Beantworte die folgenden Fragen anhand des Textauszugs über die Schüsse in Rio de Janeiro:
(a) Nach welchem Auto sollten die Militärangehörigen laut Funkmeldung Ausschau halten?
(b) Wie alt war der Sohn, der im Wagen saß?
(c) Wohin war die Familie unterwegs?

### TEXTAUSZUG:
+--

Polizeimassaker und Faschopolitik am Zuckerhut
80 Schüsse. 80 Schüsse aus Maschinenpistolen haben den Kleinwagen durchsiebt. Zwölf Militärangehörige standen Patrouille und hatten über Funk gehört, dass gerade ein PKW in der Gegend in Guadalupe, in der Nordzone von Rio de Janeiro, von fünf Männern gestohlen worden war und dass sie Ausschau nach einem weißen VW-Polo halten sollten. Die Militärs sahen ein den Beschreibungen ähnelndes Auto: Es war ein Kleinwagen und der war weiß. Der Fahrer war schwarz. Und es saßen fünf Personen im Wagen. Das reichte als Beleg. Dass es sich bei den Insassen um eine Familie handelte, zählte nicht. Was zählte: ein weißer Wagen, fünf Personen, schwarzer Fahrer. Das reichte als Tätermotiv. Und reichte den Militärs, um 80 Schüsse abzufeuern.
Mit 80 Schüssen haben die Militär das Auto zusammengeschossen. Im Wagen: Der Familienvater und Sambamusiker Evaldo Rosa dos Santos, seine Ehefrau und ihr kleiner Sohn, sieben Jahre alt, sowie sein Schwager und eine Bekannte. Die ersten Schüssen trafen Evaldo, woraufhin er den Wagen so wendete, dass nur seine Frontseite in direkter Schusslinie lag. Seiner Frau Luciana Nogueira gelang es, mit dem Jungen auf den Armen, aus dem Wagen zu springen und unter lautem Rufen „Hier ist eine Familie im Auto!“ auf den dort abgehenden Wahnsinn aufmerksam zu machen. In Unkenntnis der realen Situation wandte sie sich zunächst hilfesuchend an die Militärs, „schützt uns!“
Ehe sie ihren Fehler einsah, war eine weitere Salve von zehn Schüssen auf den Wagen von eben diesen Militärs, bei denen sie eigentlich Hilfe suchte, abgegeben worden. Und die Militärs schossen weiter. Weitere zehn Schüsse. Weitere zwanzig Schüsse. Weitere vierzig Schüsse. 80 Schüsse insgesamt wurden hinterher gezählt. Die in den sozialen Medien kursierenden Videos zeigen die minutenlange Länge des brutalen Verbrechens, dass die Militärs begangen haben.
Eine Tat, die selbst die täglich in Brasilien stattfindende Polizeigewalt in ihren Dimensionen in den Schatten stellt. 80 Schüsse auf eine Kleinfamilie im Wagen, die auf dem Weg zu einer Babyparty war, festlich gekleidet. Ein Verbrechen, weil die Polizei in Rio de Janeiro mal wieder Unschuldige ermordet hat und das Opfer – wie in neun von zehn Fällen bei Polizeitötungen in Rio de Janeiro – ein schwarzer Mann war.

+--

[Datensatzeinträge]
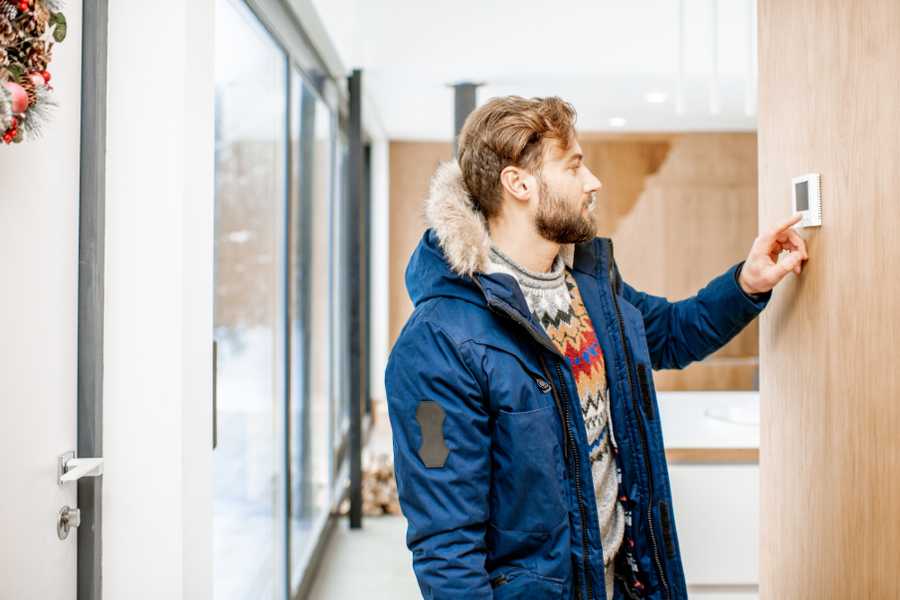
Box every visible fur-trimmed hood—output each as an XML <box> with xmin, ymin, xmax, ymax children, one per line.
<box><xmin>425</xmin><ymin>160</ymin><xmax>575</xmax><ymax>276</ymax></box>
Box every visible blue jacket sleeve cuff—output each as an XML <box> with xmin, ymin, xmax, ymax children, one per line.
<box><xmin>732</xmin><ymin>260</ymin><xmax>772</xmax><ymax>310</ymax></box>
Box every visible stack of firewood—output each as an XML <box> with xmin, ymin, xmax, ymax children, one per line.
<box><xmin>339</xmin><ymin>450</ymin><xmax>400</xmax><ymax>517</ymax></box>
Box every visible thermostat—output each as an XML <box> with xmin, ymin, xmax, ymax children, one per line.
<box><xmin>791</xmin><ymin>173</ymin><xmax>822</xmax><ymax>227</ymax></box>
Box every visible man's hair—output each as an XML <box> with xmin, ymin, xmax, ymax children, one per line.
<box><xmin>457</xmin><ymin>96</ymin><xmax>575</xmax><ymax>218</ymax></box>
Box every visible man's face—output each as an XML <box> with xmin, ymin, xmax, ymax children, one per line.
<box><xmin>534</xmin><ymin>136</ymin><xmax>602</xmax><ymax>244</ymax></box>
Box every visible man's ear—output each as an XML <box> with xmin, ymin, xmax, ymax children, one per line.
<box><xmin>500</xmin><ymin>165</ymin><xmax>537</xmax><ymax>202</ymax></box>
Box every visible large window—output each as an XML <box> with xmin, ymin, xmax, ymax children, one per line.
<box><xmin>290</xmin><ymin>68</ymin><xmax>338</xmax><ymax>586</ymax></box>
<box><xmin>214</xmin><ymin>0</ymin><xmax>347</xmax><ymax>600</ymax></box>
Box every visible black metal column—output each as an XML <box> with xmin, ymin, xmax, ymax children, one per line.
<box><xmin>453</xmin><ymin>81</ymin><xmax>481</xmax><ymax>156</ymax></box>
<box><xmin>77</xmin><ymin>0</ymin><xmax>108</xmax><ymax>600</ymax></box>
<box><xmin>345</xmin><ymin>69</ymin><xmax>368</xmax><ymax>529</ymax></box>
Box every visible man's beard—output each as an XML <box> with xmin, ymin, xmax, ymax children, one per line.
<box><xmin>534</xmin><ymin>181</ymin><xmax>597</xmax><ymax>244</ymax></box>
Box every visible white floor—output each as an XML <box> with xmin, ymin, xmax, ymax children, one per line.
<box><xmin>309</xmin><ymin>516</ymin><xmax>422</xmax><ymax>600</ymax></box>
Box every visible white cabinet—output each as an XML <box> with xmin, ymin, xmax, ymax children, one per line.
<box><xmin>658</xmin><ymin>392</ymin><xmax>759</xmax><ymax>600</ymax></box>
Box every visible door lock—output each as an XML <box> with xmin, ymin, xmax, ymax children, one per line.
<box><xmin>56</xmin><ymin>506</ymin><xmax>81</xmax><ymax>540</ymax></box>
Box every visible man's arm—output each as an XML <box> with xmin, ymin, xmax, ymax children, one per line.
<box><xmin>622</xmin><ymin>262</ymin><xmax>772</xmax><ymax>369</ymax></box>
<box><xmin>623</xmin><ymin>215</ymin><xmax>809</xmax><ymax>369</ymax></box>
<box><xmin>385</xmin><ymin>320</ymin><xmax>493</xmax><ymax>600</ymax></box>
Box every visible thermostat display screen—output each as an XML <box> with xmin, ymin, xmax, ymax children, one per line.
<box><xmin>794</xmin><ymin>181</ymin><xmax>809</xmax><ymax>211</ymax></box>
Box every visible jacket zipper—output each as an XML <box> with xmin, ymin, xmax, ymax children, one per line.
<box><xmin>472</xmin><ymin>277</ymin><xmax>594</xmax><ymax>600</ymax></box>
<box><xmin>540</xmin><ymin>356</ymin><xmax>594</xmax><ymax>600</ymax></box>
<box><xmin>607</xmin><ymin>240</ymin><xmax>672</xmax><ymax>598</ymax></box>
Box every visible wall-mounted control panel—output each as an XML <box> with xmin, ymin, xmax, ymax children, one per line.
<box><xmin>791</xmin><ymin>173</ymin><xmax>822</xmax><ymax>227</ymax></box>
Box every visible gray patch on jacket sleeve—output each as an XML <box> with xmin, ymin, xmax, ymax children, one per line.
<box><xmin>416</xmin><ymin>400</ymin><xmax>450</xmax><ymax>468</ymax></box>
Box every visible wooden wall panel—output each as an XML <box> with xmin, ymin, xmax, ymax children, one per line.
<box><xmin>388</xmin><ymin>141</ymin><xmax>453</xmax><ymax>346</ymax></box>
<box><xmin>759</xmin><ymin>0</ymin><xmax>900</xmax><ymax>600</ymax></box>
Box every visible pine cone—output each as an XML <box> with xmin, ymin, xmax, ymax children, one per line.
<box><xmin>19</xmin><ymin>12</ymin><xmax>50</xmax><ymax>39</ymax></box>
<box><xmin>0</xmin><ymin>14</ymin><xmax>16</xmax><ymax>47</ymax></box>
<box><xmin>25</xmin><ymin>40</ymin><xmax>51</xmax><ymax>71</ymax></box>
<box><xmin>34</xmin><ymin>2</ymin><xmax>50</xmax><ymax>29</ymax></box>
<box><xmin>19</xmin><ymin>77</ymin><xmax>37</xmax><ymax>107</ymax></box>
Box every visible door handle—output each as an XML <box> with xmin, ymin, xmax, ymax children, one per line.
<box><xmin>56</xmin><ymin>451</ymin><xmax>103</xmax><ymax>485</ymax></box>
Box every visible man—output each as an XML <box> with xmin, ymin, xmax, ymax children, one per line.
<box><xmin>385</xmin><ymin>96</ymin><xmax>807</xmax><ymax>600</ymax></box>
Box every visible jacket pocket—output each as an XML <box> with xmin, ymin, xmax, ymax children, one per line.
<box><xmin>491</xmin><ymin>569</ymin><xmax>565</xmax><ymax>600</ymax></box>
<box><xmin>491</xmin><ymin>406</ymin><xmax>567</xmax><ymax>532</ymax></box>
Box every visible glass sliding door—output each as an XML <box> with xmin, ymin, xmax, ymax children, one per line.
<box><xmin>289</xmin><ymin>68</ymin><xmax>337</xmax><ymax>590</ymax></box>
<box><xmin>214</xmin><ymin>0</ymin><xmax>287</xmax><ymax>600</ymax></box>
<box><xmin>331</xmin><ymin>123</ymin><xmax>350</xmax><ymax>469</ymax></box>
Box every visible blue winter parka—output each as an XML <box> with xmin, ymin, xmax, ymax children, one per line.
<box><xmin>385</xmin><ymin>161</ymin><xmax>771</xmax><ymax>600</ymax></box>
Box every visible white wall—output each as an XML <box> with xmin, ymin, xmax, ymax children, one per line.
<box><xmin>103</xmin><ymin>0</ymin><xmax>214</xmax><ymax>600</ymax></box>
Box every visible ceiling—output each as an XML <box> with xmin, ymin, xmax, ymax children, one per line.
<box><xmin>312</xmin><ymin>0</ymin><xmax>756</xmax><ymax>140</ymax></box>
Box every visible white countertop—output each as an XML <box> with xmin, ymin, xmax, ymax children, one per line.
<box><xmin>656</xmin><ymin>391</ymin><xmax>759</xmax><ymax>448</ymax></box>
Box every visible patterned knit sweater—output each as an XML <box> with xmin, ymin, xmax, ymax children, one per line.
<box><xmin>486</xmin><ymin>246</ymin><xmax>625</xmax><ymax>598</ymax></box>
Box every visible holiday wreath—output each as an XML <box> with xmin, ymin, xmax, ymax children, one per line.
<box><xmin>0</xmin><ymin>0</ymin><xmax>66</xmax><ymax>144</ymax></box>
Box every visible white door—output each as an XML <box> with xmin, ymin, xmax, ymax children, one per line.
<box><xmin>0</xmin><ymin>0</ymin><xmax>82</xmax><ymax>600</ymax></box>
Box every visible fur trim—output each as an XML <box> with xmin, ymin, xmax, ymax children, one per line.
<box><xmin>425</xmin><ymin>160</ymin><xmax>575</xmax><ymax>277</ymax></box>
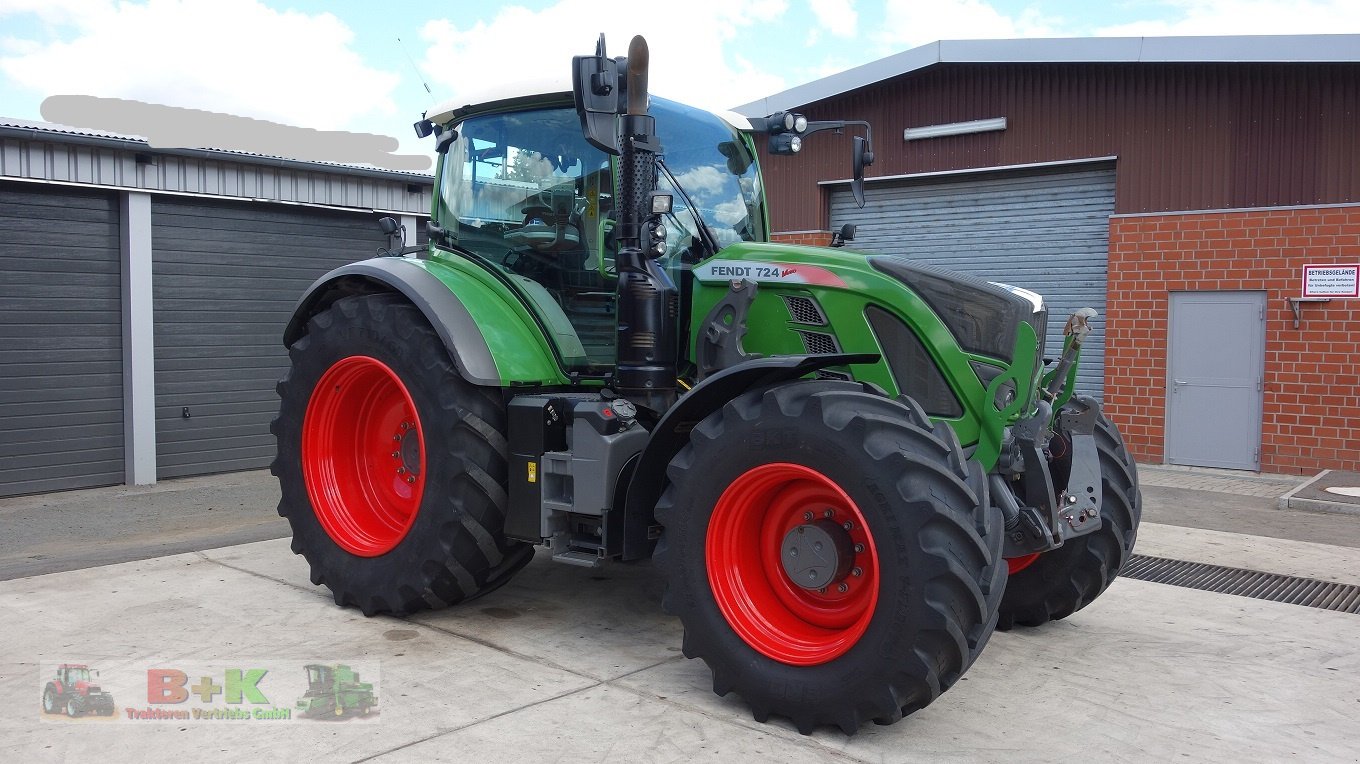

+--

### MUSTERLÖSUNG:
(a) Nach einem weißen VW-Polo.
(b) Sieben Jahre alt.
(c) Zu einer Babyparty.